* **EXERCISE INSTRUCTIONS**
**A.** In the passage on building Docker images for pipelines, what does Pachyderm do with the image during pipeline execution?
**B.** Pick up the passage on building Docker images for pipelines after its last sentence and keep writing the tutorial.

══ PASSAGE PROVIDED

In this tutorial, you’ll learn how to build a Docker image that contains your user code and all required dependencies. You’ll then learn how to reference this Docker image in a pipeline spec.

Before You Start

  • You must have Docker installed on your machine.
  • You should be familiar with the HPE Machine Learning Data Management pipeline specification.
  • You should be comfortable in a programming language of your choice (Python is most common).

Tutorial

Pipelines in HPE Machine Learning Data Management use Docker images to execute user code. When you specify an image in a pipeline spec, HPE Machine Learning Data Management deploys the image to the cluster. During pipeline execution, Pachyderm pulls the image from the registry and creates containers from it to process data in the pipeline.

None of our tutorials require that you build your own Docker images. But eventually, you’ll want to build your own Docker images so that you can precisely control how your data is transformed. We recommend that you read through this tutorial for context on how pipelines use Docker images to transform your data, but you don’t need to follow along with the steps until you are ready to build your first custom pipeline/DAG.

════
══ DATASET

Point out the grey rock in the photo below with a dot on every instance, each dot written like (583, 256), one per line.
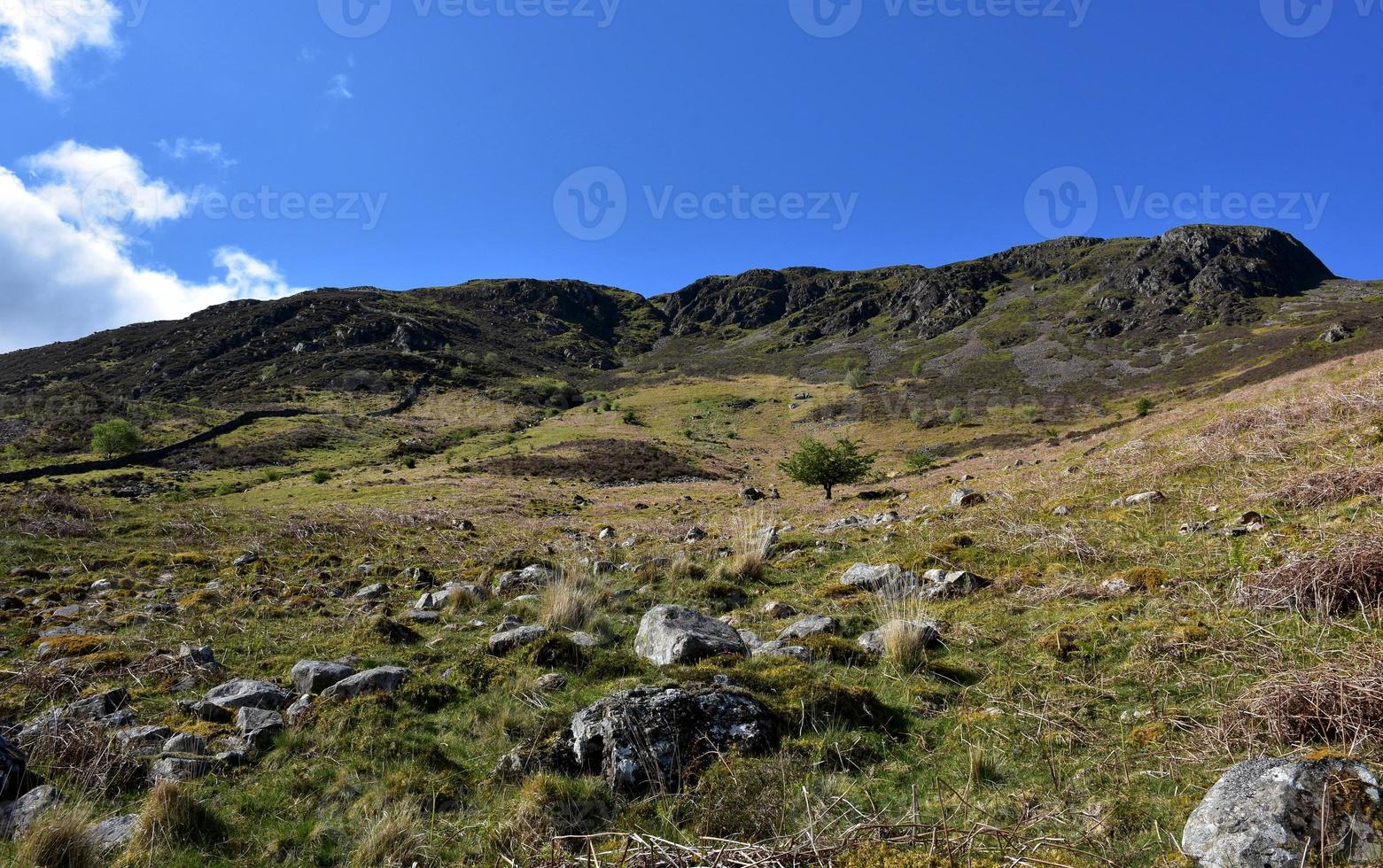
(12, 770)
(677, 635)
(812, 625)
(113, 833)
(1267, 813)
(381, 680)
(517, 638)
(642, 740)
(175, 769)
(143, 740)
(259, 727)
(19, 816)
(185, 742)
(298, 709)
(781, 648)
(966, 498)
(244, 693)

════

* **OUTPUTS FOR THE TASKS**
**A.** It pulls the image from the registry and creates containers from it to process data in the pipeline.

**B.**
To jump into a hands-on tutorial that uses a pre-built Docker image, check out our other tutorials in this section, starting with the Standard ML Pipeline tutorial.

1. Create a Working Directory

Create a working directory for your all the files we’ll need to create a Docker image with your code.

mkdir -p ~/HPE Machine Learning Data Management/tutorials/my-first-image
cd ~/HPE Machine Learning Data Management/tutorials/my-first-image

2. Create a Dockerfile

To create a Docker image with your user code, you’ll need to first create a Dockerfile. The Dockerfile defines the environment and dependencies needed to run your code using the files located inside of your working directory. The following is an example of a simple working directory with a Dockerfile.

.
├── Dockerfile
├── app.py
└── requirements.txt
  1. Create a file named Dockerfile in your working directory.
  2. Add a base image to your Dockerfile. The base image is the starting point for your Docker image. You can use any image that has the dependencies you need to run your code.
  3. Add a WORKDIR command to your Dockerfile. The WORKDIR command sets the working directory for your Docker image. This is the directory where your code will be run.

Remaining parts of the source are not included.